# What this task involves:
Each of the entries beneath this task should be written out exactly.

[Point localization data]
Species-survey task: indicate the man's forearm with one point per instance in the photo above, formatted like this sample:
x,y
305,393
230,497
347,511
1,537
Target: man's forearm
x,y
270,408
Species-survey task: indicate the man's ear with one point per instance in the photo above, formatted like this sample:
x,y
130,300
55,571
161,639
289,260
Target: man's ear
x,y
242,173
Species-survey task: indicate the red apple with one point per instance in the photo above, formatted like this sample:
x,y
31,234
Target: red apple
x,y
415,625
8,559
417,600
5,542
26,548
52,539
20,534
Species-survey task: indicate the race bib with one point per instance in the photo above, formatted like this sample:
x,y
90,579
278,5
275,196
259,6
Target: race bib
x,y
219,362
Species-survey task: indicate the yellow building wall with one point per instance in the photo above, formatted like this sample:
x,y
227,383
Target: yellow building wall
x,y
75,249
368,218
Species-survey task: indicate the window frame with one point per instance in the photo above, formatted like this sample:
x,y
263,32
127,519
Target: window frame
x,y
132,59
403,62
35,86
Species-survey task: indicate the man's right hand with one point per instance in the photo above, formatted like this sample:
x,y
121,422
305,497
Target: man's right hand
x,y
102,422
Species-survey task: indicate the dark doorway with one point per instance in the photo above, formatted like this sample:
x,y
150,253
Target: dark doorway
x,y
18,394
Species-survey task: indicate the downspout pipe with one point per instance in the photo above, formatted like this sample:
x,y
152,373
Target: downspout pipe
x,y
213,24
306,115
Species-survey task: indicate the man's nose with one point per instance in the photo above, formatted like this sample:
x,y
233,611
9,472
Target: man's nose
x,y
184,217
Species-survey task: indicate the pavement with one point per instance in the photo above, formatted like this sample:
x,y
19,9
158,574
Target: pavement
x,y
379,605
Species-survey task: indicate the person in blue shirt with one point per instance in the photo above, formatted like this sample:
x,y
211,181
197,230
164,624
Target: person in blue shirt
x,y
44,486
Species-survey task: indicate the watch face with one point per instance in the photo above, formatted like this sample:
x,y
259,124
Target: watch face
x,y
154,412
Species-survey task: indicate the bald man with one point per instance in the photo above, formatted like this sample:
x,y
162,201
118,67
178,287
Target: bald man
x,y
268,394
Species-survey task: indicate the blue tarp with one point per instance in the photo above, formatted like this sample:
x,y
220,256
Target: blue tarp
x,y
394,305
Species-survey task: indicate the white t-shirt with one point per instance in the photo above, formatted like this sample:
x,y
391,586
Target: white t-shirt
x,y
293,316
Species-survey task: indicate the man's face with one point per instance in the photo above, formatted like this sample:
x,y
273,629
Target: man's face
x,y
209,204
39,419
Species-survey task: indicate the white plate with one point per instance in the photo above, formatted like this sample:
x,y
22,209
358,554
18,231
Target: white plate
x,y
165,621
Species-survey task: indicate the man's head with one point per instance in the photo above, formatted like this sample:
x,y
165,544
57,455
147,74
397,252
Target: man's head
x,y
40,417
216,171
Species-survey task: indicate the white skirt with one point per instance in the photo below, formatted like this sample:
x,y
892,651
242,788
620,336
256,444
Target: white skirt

# Response:
Species-survey task: indicate the man's forearm with one point per instance in the photo above, formatted like this sample:
x,y
305,393
230,497
347,511
1,537
Target: man's forearm
x,y
270,408
Species-survey task: indicate the man's ear with one point per instance in the photo above, formatted like this sample:
x,y
130,300
55,571
161,639
289,260
Target: man's ear
x,y
242,173
Species-survey task: indicate the red apple with one point per instance in the photo above, formatted like this sample:
x,y
31,234
Target: red apple
x,y
415,625
8,559
417,600
5,542
26,548
52,539
20,534
Species-survey task: indicate the race bib with one point per instance in the photo above, formatted like this sample:
x,y
90,579
278,5
275,196
259,6
Target: race bib
x,y
219,362
Species-survey task: indicate the yellow building wall with one point per instance in the photo above, formatted like this sample:
x,y
227,383
Target: yellow building wall
x,y
75,249
368,218
Species-survey task: indicate the window frame with one point per instance in the photo above, formatted like this sample:
x,y
263,32
127,519
Target: window frame
x,y
132,59
403,62
35,86
Species-survey task: indicate the man's right hand with one point per instance in the photo above, formatted like this sample:
x,y
121,422
305,497
Target: man's right hand
x,y
102,422
Species-survey task: indicate the dark doorway with one point per instance in the photo above, formatted like this sample:
x,y
150,253
Target: dark doorway
x,y
18,394
Species-survey task: indicate the downspout pipe with one point per instance in the photo above, formatted like this sample:
x,y
152,373
Target: downspout pipe
x,y
213,24
306,115
Species-survey task: indicate the man's nose with one point per instance in the photo above, formatted like this sample:
x,y
233,611
9,472
Target: man's nose
x,y
184,217
Species-survey task: indicate the pavement with one point per instance in the photo above, formatted like this sample:
x,y
19,9
158,574
Target: pavement
x,y
379,605
Species-survey task: indicate the person in blue shirt with one point per instance in the photo above, formatted like this sample:
x,y
211,181
197,230
164,624
Target: person in blue shirt
x,y
44,486
Species-survey task: indicate the watch face with one point per instance in the photo above, formatted like this sample:
x,y
259,124
Target: watch face
x,y
154,412
Species-survey task: indicate the bald man with one point per instance in the photo above, formatted like this sample:
x,y
162,201
118,67
178,287
Target: bald man
x,y
268,394
Species-survey task: indicate the blue tarp with one point per instance in the photo above, formatted like this sample:
x,y
220,256
Target: blue tarp
x,y
394,305
Species-survey task: indicate the white t-shirt with one point per instance in the photo above, formatted like this sample:
x,y
391,586
Target: white t-shirt
x,y
293,316
Species-survey task: indicate the man's face with one point per instance in the photo above, formatted like this sample:
x,y
273,629
Target: man's face
x,y
209,204
39,419
Species-survey task: indicate the white plate with one point per instance in the photo above, formatted like this sample:
x,y
22,209
358,554
18,231
Target: white plate
x,y
165,621
Species-survey task: indicate the man's head with one point per instance in the photo above, formatted like this sample:
x,y
165,544
57,455
147,74
397,252
Target: man's head
x,y
40,417
216,171
Species-survey task: indicate the white skirt with one point per instance in the photo below, formatted like this sample:
x,y
892,651
242,788
620,336
256,444
Target: white skirt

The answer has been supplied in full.